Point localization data
========================================
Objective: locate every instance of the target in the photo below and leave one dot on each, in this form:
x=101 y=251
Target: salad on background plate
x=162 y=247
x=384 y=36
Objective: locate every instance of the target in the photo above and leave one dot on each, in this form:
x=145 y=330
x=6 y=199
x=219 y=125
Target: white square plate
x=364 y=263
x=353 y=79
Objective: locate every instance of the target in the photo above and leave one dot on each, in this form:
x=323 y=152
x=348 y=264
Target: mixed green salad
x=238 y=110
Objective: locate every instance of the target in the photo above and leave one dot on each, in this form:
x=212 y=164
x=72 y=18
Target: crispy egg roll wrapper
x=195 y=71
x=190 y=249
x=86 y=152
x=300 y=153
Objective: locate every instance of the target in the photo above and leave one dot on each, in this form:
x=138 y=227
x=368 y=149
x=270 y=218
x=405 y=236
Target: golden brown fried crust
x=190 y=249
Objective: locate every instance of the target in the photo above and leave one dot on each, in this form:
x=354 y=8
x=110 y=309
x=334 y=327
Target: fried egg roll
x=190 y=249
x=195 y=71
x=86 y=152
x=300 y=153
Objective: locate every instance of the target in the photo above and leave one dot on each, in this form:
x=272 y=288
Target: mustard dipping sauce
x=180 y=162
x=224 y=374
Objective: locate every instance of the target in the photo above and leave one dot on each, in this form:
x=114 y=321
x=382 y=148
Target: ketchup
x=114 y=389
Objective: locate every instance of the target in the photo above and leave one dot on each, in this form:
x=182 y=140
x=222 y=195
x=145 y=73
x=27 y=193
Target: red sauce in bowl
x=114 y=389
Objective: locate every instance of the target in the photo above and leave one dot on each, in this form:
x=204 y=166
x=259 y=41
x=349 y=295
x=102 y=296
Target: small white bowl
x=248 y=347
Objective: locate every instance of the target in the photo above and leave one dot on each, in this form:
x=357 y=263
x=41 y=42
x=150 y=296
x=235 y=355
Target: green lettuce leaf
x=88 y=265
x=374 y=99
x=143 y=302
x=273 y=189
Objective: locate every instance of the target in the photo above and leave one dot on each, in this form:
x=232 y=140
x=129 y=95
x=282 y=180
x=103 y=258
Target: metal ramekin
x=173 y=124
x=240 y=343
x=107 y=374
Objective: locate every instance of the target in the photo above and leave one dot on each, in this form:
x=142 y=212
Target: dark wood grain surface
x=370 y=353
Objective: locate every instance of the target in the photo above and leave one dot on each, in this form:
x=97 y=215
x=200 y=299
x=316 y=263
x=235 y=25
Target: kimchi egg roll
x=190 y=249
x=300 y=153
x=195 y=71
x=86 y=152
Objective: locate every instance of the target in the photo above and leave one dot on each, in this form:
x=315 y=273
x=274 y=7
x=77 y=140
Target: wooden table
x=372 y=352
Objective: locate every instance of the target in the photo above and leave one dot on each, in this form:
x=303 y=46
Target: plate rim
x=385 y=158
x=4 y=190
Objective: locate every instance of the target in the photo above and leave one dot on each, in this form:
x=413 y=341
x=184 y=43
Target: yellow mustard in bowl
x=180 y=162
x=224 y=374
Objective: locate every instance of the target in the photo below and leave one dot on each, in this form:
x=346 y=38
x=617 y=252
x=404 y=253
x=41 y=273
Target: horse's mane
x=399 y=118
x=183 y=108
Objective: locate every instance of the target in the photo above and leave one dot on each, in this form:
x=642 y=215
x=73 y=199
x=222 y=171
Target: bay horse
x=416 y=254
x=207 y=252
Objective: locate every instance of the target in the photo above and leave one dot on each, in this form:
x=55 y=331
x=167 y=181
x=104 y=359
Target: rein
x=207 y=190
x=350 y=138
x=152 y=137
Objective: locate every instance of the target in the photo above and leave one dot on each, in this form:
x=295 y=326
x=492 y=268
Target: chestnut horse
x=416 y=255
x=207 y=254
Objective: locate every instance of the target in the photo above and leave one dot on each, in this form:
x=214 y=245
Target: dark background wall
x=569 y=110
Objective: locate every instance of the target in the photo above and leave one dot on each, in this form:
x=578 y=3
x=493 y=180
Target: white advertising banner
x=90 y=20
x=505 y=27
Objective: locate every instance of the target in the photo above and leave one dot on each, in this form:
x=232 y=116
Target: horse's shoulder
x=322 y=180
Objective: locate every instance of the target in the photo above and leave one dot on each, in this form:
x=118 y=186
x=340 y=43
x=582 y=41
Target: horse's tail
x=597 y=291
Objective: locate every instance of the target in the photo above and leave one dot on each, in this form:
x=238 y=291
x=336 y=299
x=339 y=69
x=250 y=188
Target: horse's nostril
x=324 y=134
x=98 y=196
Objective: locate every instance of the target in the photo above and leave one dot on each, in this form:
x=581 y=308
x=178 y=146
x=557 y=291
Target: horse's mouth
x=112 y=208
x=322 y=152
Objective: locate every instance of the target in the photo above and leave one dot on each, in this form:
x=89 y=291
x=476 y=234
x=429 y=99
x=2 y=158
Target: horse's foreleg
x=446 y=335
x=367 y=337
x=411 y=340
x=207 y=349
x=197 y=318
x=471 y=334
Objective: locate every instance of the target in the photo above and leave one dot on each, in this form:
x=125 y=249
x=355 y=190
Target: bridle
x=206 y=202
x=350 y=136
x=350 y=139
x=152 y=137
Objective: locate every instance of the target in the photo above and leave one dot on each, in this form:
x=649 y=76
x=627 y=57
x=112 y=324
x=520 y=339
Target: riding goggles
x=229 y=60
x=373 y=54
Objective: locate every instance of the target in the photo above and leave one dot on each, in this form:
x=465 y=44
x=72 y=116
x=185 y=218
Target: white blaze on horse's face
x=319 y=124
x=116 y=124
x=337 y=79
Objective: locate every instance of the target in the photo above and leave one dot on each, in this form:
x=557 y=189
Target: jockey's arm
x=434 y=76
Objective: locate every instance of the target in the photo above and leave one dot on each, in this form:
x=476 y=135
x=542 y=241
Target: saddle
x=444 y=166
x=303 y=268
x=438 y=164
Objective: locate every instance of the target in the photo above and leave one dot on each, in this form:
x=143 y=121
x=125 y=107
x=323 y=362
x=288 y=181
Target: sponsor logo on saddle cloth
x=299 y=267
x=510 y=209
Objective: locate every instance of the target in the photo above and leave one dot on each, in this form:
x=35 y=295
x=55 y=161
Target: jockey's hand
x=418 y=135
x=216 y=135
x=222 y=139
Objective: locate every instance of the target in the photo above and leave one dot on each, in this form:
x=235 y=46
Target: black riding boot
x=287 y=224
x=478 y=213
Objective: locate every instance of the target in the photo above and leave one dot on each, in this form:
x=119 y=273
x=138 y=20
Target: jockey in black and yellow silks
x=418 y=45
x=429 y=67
========================================
Task prompt = Every entry that appears above should be duplicated exactly.

Result =
Objective: locate every instance of the target in the photo below and leave one dot on each, in this form:
x=101 y=251
Target: salad on background plate
x=162 y=247
x=384 y=36
Objective: locate every instance of the target in the photo above and leave one dot on each, in this form:
x=145 y=330
x=6 y=199
x=219 y=125
Target: white square plate
x=364 y=263
x=353 y=79
Objective: locate every instance of the target in the photo above and leave one dot on each, in this form:
x=323 y=152
x=348 y=264
Target: mixed green salad
x=238 y=110
Objective: locate every instance of the target in the photo above and leave one dot on each, in this form:
x=212 y=164
x=72 y=18
Target: crispy egg roll wrapper
x=195 y=71
x=190 y=249
x=86 y=152
x=300 y=153
Objective: locate every instance of the target in the photo above and leave one dot on each, in this form:
x=138 y=227
x=368 y=149
x=270 y=218
x=405 y=236
Target: golden brown fried crust
x=190 y=249
Objective: locate every instance of the target in the photo above and leave one dot on each, in this form:
x=354 y=8
x=110 y=309
x=334 y=327
Target: fried egg roll
x=190 y=249
x=195 y=71
x=86 y=152
x=300 y=153
Objective: locate every instance of the target in the photo above and leave one dot on each, in this form:
x=272 y=288
Target: mustard dipping sauce
x=180 y=162
x=224 y=374
Objective: locate every instance of the target in the photo above and leave one dot on each, in this form:
x=114 y=321
x=382 y=148
Target: ketchup
x=114 y=389
Objective: locate every instance of the target in the photo above and leave one dot on each, in this form:
x=182 y=140
x=222 y=195
x=145 y=73
x=27 y=193
Target: red sauce in bowl
x=114 y=389
Objective: locate every instance of the target in the photo above and leave one dot on each, in this form:
x=204 y=166
x=259 y=41
x=349 y=295
x=102 y=296
Target: small white bowl
x=248 y=347
Objective: locate every instance of the target in the photo above and leave one dot on each, in this form:
x=357 y=263
x=41 y=42
x=150 y=296
x=235 y=355
Target: green lettuce leaf
x=88 y=265
x=374 y=99
x=143 y=302
x=273 y=189
Objective: locate every instance of the target in the photo above and leave one dot on each, in this form:
x=232 y=140
x=129 y=95
x=282 y=180
x=103 y=258
Target: metal ramekin
x=173 y=124
x=240 y=343
x=107 y=374
Objective: locate every instance of the target in the photo above and leave one dot on each, in this form:
x=142 y=212
Target: dark wood grain surface
x=370 y=353
Objective: locate every instance of the target in the photo above and leave one dot on each, in this form:
x=97 y=215
x=200 y=299
x=316 y=263
x=235 y=25
Target: kimchi egg roll
x=190 y=249
x=300 y=153
x=195 y=71
x=86 y=152
Objective: locate every instance of the target in the photo above and leave one dot on each, in this form:
x=315 y=273
x=274 y=7
x=77 y=140
Target: wooden table
x=372 y=352
Objective: locate every instance of the target in the photo above and leave one dot on each, in this form:
x=303 y=46
Target: plate rim
x=385 y=158
x=4 y=190
Objective: locate every instance of the target in the photo above and leave one dot on each, in this form:
x=413 y=341
x=184 y=43
Target: yellow mustard in bowl
x=180 y=162
x=224 y=374
Objective: locate every instance of the target in the photo below and leave one dot on each, in this form:
x=346 y=38
x=617 y=252
x=404 y=253
x=41 y=273
Target: horse's mane
x=399 y=118
x=183 y=108
Objective: locate every instance of the target in the photo above and leave one dot on each, in this form:
x=642 y=215
x=73 y=199
x=222 y=171
Target: bay horse
x=416 y=254
x=207 y=252
Objective: locate every instance of the target in the photo above and leave one dot on each, in this form:
x=55 y=331
x=167 y=181
x=104 y=359
Target: rein
x=207 y=190
x=350 y=138
x=152 y=137
Objective: locate every instance of the target in the photo above and leave one dot on each, in this form:
x=295 y=326
x=492 y=268
Target: chestnut horse
x=416 y=255
x=207 y=254
Objective: locate every instance of the target in the photo above and leave one dot on each, in this form:
x=214 y=245
Target: dark background wall
x=569 y=110
Objective: locate every instance of the target in the photo above and leave one dot on each, in this form:
x=578 y=3
x=493 y=180
Target: white advertising banner
x=90 y=20
x=505 y=27
Objective: locate every instance of the target in the photo above and leave one dot on each, in this form:
x=232 y=116
Target: horse's shoulder
x=322 y=180
Objective: locate every instance of the target in the photo above and leave one dot on each, in this form:
x=118 y=186
x=340 y=43
x=582 y=41
Target: horse's tail
x=597 y=291
Objective: locate every instance of the target in the photo above and leave one dot on each, in this form:
x=238 y=291
x=336 y=299
x=339 y=69
x=250 y=188
Target: horse's nostril
x=324 y=134
x=98 y=196
Objective: locate every instance of the target in the photo above and leave one dot on each, in this form:
x=581 y=308
x=178 y=146
x=557 y=291
Target: horse's mouth
x=112 y=208
x=322 y=152
Objective: locate every instance of the target in the photo above and leave one dot on each, in this form:
x=89 y=291
x=476 y=234
x=429 y=99
x=2 y=158
Target: horse's foreleg
x=446 y=335
x=367 y=337
x=411 y=340
x=207 y=349
x=197 y=318
x=471 y=334
Objective: locate every instance of the target in the photo above and leave one dot on each, in this form:
x=125 y=249
x=355 y=190
Target: bridle
x=206 y=202
x=350 y=136
x=350 y=139
x=152 y=137
Objective: locate every instance of the target in the photo above and leave one dot on each, in this form:
x=649 y=76
x=627 y=57
x=112 y=324
x=520 y=339
Target: riding goggles
x=229 y=60
x=373 y=54
Objective: locate every instance of the target in the photo above and leave one dot on each, in this form:
x=465 y=44
x=72 y=116
x=185 y=218
Target: white blaze on horse's face
x=319 y=124
x=116 y=124
x=337 y=79
Objective: locate every instance of the target in the photo above and leave one dot on each, in this form:
x=557 y=189
Target: jockey's arm
x=434 y=76
Objective: locate every instance of the target in the photo above and leave one dot on each, in this form:
x=476 y=135
x=542 y=241
Target: saddle
x=444 y=166
x=303 y=268
x=438 y=164
Objective: locate every instance of the target in the photo above and leave one dot on each, in this form:
x=143 y=121
x=125 y=107
x=323 y=362
x=288 y=181
Target: sponsor logo on saddle cloth
x=299 y=267
x=510 y=209
Objective: locate every instance of the target in the photo above and leave one dot on each, in this form:
x=35 y=295
x=55 y=161
Target: jockey's hand
x=418 y=135
x=216 y=135
x=222 y=139
Objective: locate every instance of the target in the photo above and leave one dot on each, in this form:
x=235 y=46
Target: black riding boot
x=287 y=224
x=478 y=213
Objective: locate every instance of the target in the photo above and leave one dot on each, in this form:
x=119 y=273
x=138 y=20
Target: jockey in black and yellow silks
x=418 y=45
x=429 y=67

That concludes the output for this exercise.